RECORDS TO PROCESS Block Start
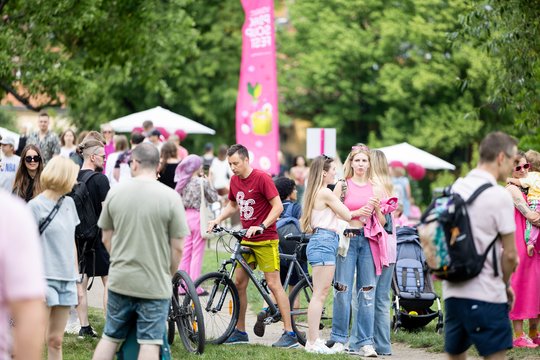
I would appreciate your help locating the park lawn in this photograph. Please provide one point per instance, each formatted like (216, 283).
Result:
(426, 338)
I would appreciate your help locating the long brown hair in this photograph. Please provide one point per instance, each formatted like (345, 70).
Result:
(22, 177)
(315, 183)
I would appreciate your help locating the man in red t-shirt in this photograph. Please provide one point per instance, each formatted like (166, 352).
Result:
(253, 193)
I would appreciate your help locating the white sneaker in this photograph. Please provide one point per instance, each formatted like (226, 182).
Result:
(72, 328)
(338, 347)
(318, 347)
(367, 351)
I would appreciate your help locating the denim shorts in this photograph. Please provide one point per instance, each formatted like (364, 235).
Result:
(124, 312)
(322, 247)
(484, 324)
(61, 293)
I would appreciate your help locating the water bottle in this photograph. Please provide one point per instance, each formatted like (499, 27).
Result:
(364, 219)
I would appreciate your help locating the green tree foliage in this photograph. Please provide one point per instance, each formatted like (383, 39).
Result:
(106, 57)
(385, 72)
(509, 30)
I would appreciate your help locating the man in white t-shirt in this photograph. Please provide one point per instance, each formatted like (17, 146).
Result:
(10, 163)
(477, 309)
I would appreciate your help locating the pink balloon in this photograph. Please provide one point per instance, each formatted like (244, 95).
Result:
(416, 171)
(181, 134)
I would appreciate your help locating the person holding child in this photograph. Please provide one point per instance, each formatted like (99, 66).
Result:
(532, 183)
(524, 281)
(321, 211)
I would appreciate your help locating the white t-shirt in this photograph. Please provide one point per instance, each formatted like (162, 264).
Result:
(21, 264)
(8, 170)
(221, 173)
(490, 214)
(58, 239)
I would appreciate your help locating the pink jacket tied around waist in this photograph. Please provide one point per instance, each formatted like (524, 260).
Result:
(374, 231)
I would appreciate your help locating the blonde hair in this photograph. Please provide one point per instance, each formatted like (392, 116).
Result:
(380, 172)
(59, 175)
(533, 158)
(314, 184)
(348, 171)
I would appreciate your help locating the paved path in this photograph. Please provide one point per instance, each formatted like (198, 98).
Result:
(273, 332)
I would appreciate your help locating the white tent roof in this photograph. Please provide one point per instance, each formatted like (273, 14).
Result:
(161, 118)
(407, 153)
(7, 133)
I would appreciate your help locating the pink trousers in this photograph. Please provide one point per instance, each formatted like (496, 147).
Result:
(194, 245)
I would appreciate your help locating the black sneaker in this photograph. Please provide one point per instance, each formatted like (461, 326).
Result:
(259, 326)
(87, 331)
(287, 341)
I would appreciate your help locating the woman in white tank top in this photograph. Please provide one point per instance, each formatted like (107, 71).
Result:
(321, 209)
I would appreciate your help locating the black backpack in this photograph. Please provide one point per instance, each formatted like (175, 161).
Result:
(447, 239)
(287, 225)
(87, 230)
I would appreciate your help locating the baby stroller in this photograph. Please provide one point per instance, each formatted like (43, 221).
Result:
(412, 285)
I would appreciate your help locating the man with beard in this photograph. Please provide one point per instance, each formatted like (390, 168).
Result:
(93, 258)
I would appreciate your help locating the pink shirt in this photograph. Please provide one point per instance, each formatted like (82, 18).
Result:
(357, 195)
(21, 267)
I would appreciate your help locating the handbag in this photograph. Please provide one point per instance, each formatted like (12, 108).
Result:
(204, 215)
(44, 223)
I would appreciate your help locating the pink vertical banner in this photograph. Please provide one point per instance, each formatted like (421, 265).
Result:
(257, 125)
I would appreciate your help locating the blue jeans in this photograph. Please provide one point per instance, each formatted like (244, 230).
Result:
(358, 258)
(149, 315)
(381, 331)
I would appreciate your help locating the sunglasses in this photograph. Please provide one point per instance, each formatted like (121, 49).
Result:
(35, 158)
(524, 166)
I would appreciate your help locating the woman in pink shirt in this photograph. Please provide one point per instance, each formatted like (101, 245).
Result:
(362, 198)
RECORDS TO PROCESS Block End
• WORK ORDER:
Every line above that carries the string "black" should be copied.

• EXERCISE ANSWER:
I would appreciate your help locating the black sneaker in this photograph. Please provide one point per instance, each formatted like (461, 326).
I would appreciate your help locating the black backpack in this photograph. Please provide one point per instance, each formatted like (175, 161).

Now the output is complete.